### What to do
Write out the whole listing word for word.

### Extracted entries

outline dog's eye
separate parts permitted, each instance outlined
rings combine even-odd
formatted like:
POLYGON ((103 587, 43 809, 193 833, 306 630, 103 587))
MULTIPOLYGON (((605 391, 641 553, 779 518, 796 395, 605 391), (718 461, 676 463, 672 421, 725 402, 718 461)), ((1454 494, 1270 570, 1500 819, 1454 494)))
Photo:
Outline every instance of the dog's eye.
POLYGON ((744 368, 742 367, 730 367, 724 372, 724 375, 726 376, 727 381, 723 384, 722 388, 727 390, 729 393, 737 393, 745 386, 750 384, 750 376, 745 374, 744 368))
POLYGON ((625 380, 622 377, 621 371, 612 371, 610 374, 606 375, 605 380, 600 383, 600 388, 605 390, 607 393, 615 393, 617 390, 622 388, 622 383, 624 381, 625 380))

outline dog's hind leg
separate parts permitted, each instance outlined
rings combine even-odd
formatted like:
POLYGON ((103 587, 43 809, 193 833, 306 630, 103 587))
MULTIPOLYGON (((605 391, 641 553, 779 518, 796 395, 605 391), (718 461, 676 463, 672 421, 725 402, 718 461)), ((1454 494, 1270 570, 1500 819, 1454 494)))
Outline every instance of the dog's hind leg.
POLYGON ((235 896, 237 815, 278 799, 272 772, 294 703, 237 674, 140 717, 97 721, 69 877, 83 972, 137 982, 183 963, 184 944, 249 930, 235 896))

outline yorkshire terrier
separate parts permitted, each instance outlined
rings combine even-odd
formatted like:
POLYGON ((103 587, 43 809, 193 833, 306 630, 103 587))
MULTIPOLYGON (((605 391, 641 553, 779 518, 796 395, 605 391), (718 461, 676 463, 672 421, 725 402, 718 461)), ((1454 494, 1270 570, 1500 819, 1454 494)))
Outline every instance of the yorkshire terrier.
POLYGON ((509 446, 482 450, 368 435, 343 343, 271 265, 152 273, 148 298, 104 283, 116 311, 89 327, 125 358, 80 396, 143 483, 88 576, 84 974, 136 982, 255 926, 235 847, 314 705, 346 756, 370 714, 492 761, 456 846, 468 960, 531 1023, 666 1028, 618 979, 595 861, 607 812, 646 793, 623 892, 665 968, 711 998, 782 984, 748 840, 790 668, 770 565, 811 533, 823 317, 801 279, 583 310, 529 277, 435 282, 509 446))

### Solution to this problem
outline dog's eye
separate parts permitted, each instance outlined
rings combine even-odd
formatted like:
POLYGON ((103 587, 43 809, 193 833, 306 630, 103 587))
MULTIPOLYGON (((605 391, 641 553, 779 518, 796 395, 605 391), (718 461, 676 463, 672 421, 725 402, 718 461)), ((1454 494, 1270 570, 1500 819, 1454 494)))
Photo:
Outline every instance of the dog's eye.
POLYGON ((744 368, 742 367, 730 367, 724 372, 724 375, 726 376, 727 381, 723 384, 722 388, 727 390, 729 393, 737 393, 745 386, 750 384, 750 376, 745 374, 744 368))
POLYGON ((625 380, 622 377, 621 371, 612 371, 610 374, 606 375, 605 380, 600 383, 600 388, 605 390, 607 393, 615 393, 617 390, 622 388, 622 383, 624 381, 625 380))

outline dog's hind leg
separate parts permitted, each instance outlined
rings combine even-odd
formatted like:
POLYGON ((103 587, 43 809, 193 833, 306 630, 103 587))
MULTIPOLYGON (((605 391, 641 553, 779 518, 796 395, 605 391), (718 461, 676 463, 672 421, 725 402, 718 461)), ((1454 494, 1270 570, 1500 819, 1454 494)))
Outline every instance of the dog's hind leg.
POLYGON ((235 896, 237 815, 278 799, 272 772, 294 703, 237 674, 140 717, 97 721, 69 877, 83 972, 137 982, 183 963, 184 944, 249 930, 235 896))

outline yorkshire terrier
separate parts permitted, each instance outlined
rings combine even-odd
formatted like:
POLYGON ((103 587, 43 809, 193 833, 306 630, 103 587))
MULTIPOLYGON (((605 391, 641 553, 779 518, 796 395, 605 391), (718 461, 676 463, 672 421, 725 402, 718 461)), ((1454 494, 1270 570, 1500 819, 1454 494)))
Outline every instance of the yorkshire terrier.
POLYGON ((509 446, 482 450, 368 435, 343 343, 271 265, 152 273, 148 298, 104 283, 116 311, 89 327, 125 358, 80 396, 143 483, 88 576, 84 974, 136 982, 255 926, 235 847, 314 705, 346 756, 370 714, 492 761, 456 846, 468 960, 531 1023, 666 1028, 618 979, 595 861, 607 812, 646 793, 623 892, 665 968, 711 998, 782 984, 748 840, 790 668, 770 565, 811 533, 823 317, 801 279, 583 310, 529 277, 435 282, 509 446))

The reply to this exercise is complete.